_Stored data entries_:
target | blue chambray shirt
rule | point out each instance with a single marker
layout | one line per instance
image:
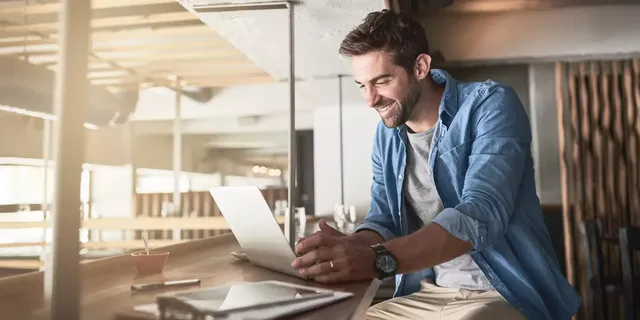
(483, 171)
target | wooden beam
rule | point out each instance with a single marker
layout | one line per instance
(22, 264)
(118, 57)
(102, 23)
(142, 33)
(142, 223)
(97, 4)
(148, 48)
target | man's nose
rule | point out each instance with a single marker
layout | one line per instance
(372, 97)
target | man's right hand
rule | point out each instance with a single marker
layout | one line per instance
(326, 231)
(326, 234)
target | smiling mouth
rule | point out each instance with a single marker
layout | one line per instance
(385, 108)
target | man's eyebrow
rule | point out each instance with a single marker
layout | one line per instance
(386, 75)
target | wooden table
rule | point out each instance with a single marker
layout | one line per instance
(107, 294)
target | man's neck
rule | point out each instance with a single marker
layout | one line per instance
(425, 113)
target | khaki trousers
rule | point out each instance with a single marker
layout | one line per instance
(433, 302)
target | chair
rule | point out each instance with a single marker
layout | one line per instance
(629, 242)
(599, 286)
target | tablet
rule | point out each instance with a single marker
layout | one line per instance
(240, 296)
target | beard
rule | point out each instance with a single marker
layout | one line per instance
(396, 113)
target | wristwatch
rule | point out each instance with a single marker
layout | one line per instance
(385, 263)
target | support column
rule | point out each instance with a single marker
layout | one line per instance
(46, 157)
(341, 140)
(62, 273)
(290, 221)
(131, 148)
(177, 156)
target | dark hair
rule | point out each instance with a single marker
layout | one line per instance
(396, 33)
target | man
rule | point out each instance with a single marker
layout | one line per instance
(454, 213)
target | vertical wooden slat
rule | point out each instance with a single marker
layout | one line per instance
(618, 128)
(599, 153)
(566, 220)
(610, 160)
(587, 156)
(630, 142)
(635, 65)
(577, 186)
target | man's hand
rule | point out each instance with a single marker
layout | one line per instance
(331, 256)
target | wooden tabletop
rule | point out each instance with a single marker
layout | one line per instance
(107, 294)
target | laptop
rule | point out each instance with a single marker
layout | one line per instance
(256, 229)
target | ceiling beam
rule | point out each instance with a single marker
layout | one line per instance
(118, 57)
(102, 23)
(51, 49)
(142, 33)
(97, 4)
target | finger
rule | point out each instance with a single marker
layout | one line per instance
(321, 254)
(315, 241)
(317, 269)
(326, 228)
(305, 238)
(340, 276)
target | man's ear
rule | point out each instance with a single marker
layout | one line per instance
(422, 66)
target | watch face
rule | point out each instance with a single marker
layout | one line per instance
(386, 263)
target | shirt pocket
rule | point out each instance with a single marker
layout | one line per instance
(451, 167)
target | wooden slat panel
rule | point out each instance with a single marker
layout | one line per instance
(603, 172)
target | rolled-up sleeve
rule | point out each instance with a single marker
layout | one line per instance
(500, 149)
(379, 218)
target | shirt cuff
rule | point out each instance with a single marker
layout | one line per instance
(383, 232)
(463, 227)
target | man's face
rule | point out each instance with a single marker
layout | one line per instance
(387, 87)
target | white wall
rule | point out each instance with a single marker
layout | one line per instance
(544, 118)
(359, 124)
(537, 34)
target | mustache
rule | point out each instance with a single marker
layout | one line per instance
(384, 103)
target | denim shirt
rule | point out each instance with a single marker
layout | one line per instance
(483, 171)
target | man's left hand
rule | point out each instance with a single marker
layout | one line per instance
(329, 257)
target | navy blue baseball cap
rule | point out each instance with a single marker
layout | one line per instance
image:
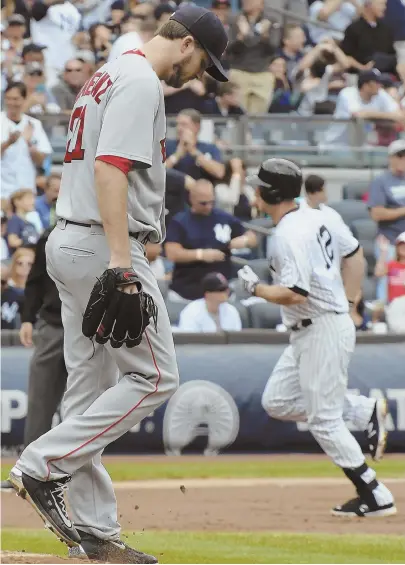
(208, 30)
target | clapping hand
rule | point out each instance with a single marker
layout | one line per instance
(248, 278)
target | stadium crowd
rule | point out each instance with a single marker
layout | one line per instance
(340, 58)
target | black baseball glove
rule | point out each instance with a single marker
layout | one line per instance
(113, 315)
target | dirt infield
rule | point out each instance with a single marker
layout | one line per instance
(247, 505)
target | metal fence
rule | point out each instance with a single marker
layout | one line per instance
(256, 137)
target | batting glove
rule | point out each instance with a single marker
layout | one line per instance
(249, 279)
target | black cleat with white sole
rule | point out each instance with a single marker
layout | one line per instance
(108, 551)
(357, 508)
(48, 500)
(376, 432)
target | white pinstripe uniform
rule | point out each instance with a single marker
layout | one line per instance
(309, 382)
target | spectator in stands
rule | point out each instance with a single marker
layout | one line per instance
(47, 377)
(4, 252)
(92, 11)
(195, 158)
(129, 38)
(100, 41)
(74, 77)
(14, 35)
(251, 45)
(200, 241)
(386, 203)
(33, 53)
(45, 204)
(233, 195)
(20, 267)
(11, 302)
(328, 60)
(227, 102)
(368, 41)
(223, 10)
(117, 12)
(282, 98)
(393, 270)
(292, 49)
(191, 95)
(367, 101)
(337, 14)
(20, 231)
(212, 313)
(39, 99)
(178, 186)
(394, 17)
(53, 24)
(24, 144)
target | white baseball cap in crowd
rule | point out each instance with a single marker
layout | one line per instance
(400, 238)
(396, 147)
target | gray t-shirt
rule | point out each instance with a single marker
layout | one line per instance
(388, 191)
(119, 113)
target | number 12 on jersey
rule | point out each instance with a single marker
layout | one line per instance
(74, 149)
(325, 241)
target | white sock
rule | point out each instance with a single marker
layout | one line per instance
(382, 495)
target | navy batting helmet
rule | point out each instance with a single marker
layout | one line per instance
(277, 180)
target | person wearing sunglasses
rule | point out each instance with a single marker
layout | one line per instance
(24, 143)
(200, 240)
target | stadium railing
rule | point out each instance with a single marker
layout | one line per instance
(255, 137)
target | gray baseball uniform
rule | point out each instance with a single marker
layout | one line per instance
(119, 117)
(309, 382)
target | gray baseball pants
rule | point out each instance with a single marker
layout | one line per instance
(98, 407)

_WORK TASK_: Please retype the records above exactly, but leave out any pictures.

_ANSWER BOX_:
target | blue chambray shirt
rule | point out each instance with a single marker
layout | one line per instance
image:
(483, 171)
target | wooden beam
rule | point out each instance with a single marker
layout | one line per instance
(22, 264)
(118, 57)
(102, 23)
(142, 33)
(142, 223)
(97, 4)
(148, 48)
target | man's nose
rule | point out each instance with a single marker
layout | one line per instance
(372, 97)
target | man's right hand
rule | point out each instance with a single marker
layout | one line per instance
(326, 231)
(326, 234)
target | smiling mouth
rule | point out each instance with a single marker
layout | one line per instance
(385, 108)
target | man's eyebrow
rule | point out each instance with a single marker
layout | one line per instance
(386, 75)
target | wooden table
rule | point out each instance with a single marker
layout | one line per instance
(107, 294)
target | man's neck
rule | point out each instance with a single marker
layout | one line per instance
(425, 113)
target | khaki trousers
rule | point out each instance with a single marker
layout | one line per instance
(433, 302)
target | chair
rule | point out each instance with a single marker
layout | one line per instance
(629, 242)
(599, 286)
target | tablet
rule | point out each instance with a single marker
layout | one line per instance
(240, 296)
target | beard
rule | point out each instance with a single marker
layout | one line per instance
(396, 113)
target | wristwatch
rule | point out each instance with a single marker
layout | one line per instance
(385, 263)
target | support column
rule | point out each instance with a single marker
layout | one line per instance
(46, 157)
(341, 140)
(62, 273)
(290, 221)
(131, 148)
(177, 156)
target | dark hair
rule | point out each instance with a single marker
layout | one line per instance
(396, 33)
target | man
rule | point out each instance with a single marker
layout | one line per instance
(454, 213)
target | vertical wooden slat
rule | point out each instance with a single marker
layout | one line per instance
(618, 128)
(599, 153)
(566, 220)
(610, 160)
(587, 156)
(630, 142)
(635, 65)
(577, 186)
target | man's hand
rule | point out each instance with a single marker
layout | one line per instance
(331, 256)
target | wooden tabletop
rule | point out each instance with a single marker
layout | one line per instance
(107, 294)
target | laptop
rule | point out each instance with a single marker
layout | one line per instance
(256, 229)
target | ceiling beam
rule | point out each instance with a single marker
layout | one line per instance
(118, 57)
(102, 23)
(51, 49)
(142, 33)
(97, 4)
target | finger
rule | point out each instance with a single marker
layout | one line per instance
(321, 254)
(315, 241)
(317, 269)
(326, 228)
(305, 238)
(340, 276)
target | man's ear
rule | point out each instance with a single marker
layout | one line per instance
(422, 66)
target | watch face
rule | point out each instance with a single marker
layout | one line per instance
(386, 263)
target | shirt pocket
rule | point out each instance with a single marker
layout | one line per instance
(451, 167)
target | wooden slat panel
rule | point out each instance with a single marker
layout | one line per instance
(603, 172)
target | rolled-up sleeve
rule | point out each instance with a single marker
layout | one line per instance
(500, 149)
(379, 218)
target | shirt cuff
rule | point out each instance with a single marker
layout | one line per instance
(383, 232)
(463, 227)
target | man's face
rule | point out each instance with a single marker
layout | one line per instance
(387, 87)
target | white wall
rule | point out each instance with a single marker
layout | one line per instance
(544, 118)
(359, 124)
(537, 34)
target | mustache
rule | point out each instance with a single marker
layout | one line per instance
(384, 103)
target | denim shirt
rule | point out each instance with a single marker
layout | one line per instance
(483, 171)
target | man's left hand
rule | point out each instance with a single marker
layout | one line per instance
(329, 257)
target | navy blue baseball cap
rule | point out each instance with a single marker
layout | one line per instance
image:
(208, 30)
target | clapping hand
rule | point out each instance with a single marker
layout | one line per instance
(248, 278)
target | stadium crowd
rule | point out each instance with a single marker
layout | one line per instance
(340, 58)
target | black baseball glove
rule | point out each instance with a single marker
layout | one line per instance
(113, 315)
target | dirt infield
rule | point out each instance with a single marker
layout | one line per instance
(247, 505)
target | metal fence
rule | point out each instance with a single marker
layout | one line per instance
(256, 137)
target | batting glove
rule | point out each instance with a single marker
layout | one line per instance
(249, 279)
target | black cleat with white sole
rule | point out each instance with a single marker
layout | one line per instance
(108, 551)
(357, 508)
(48, 500)
(376, 432)
target | white pinstripe uniform
rule | point out each instance with a single marker
layout | one line per instance
(309, 382)
target | spectator in stands
rule | point out each instance with a single marker
layout | one line per instance
(47, 377)
(4, 252)
(92, 11)
(195, 158)
(129, 38)
(100, 41)
(74, 77)
(14, 35)
(251, 45)
(200, 241)
(386, 203)
(33, 53)
(45, 204)
(233, 195)
(20, 267)
(11, 302)
(328, 60)
(227, 102)
(368, 41)
(223, 10)
(117, 12)
(282, 98)
(393, 270)
(292, 49)
(191, 95)
(367, 101)
(337, 14)
(20, 231)
(212, 313)
(39, 99)
(178, 186)
(394, 17)
(53, 24)
(24, 144)
target | white baseball cap in crowd
rule | point out each instance with a single marker
layout | one line per instance
(400, 238)
(396, 147)
target | gray t-shirt
rule | point out each instance with a single marker
layout | one line per instance
(388, 191)
(119, 113)
target | number 12 on jersey
rule | point out each instance with a single marker
layout | one line per instance
(74, 149)
(325, 241)
target | white sock
rule | point out each instance with a single marker
layout | one line per instance
(382, 495)
target | navy batting helmet
rule | point out each instance with a single marker
layout | one line per instance
(277, 180)
target | person wearing sunglasses
rule | point out each instance with a single marker
layout | one line per instance
(24, 143)
(200, 240)
target | stadium railing
rule | point out each instance with a single marker
layout | one line per instance
(255, 137)
target | gray baseball uniform
rule | point out each instance with a single marker
layout | one line per instance
(119, 117)
(309, 382)
target | gray baseball pants
rule | point out each instance with a single marker
layout | one line per instance
(98, 407)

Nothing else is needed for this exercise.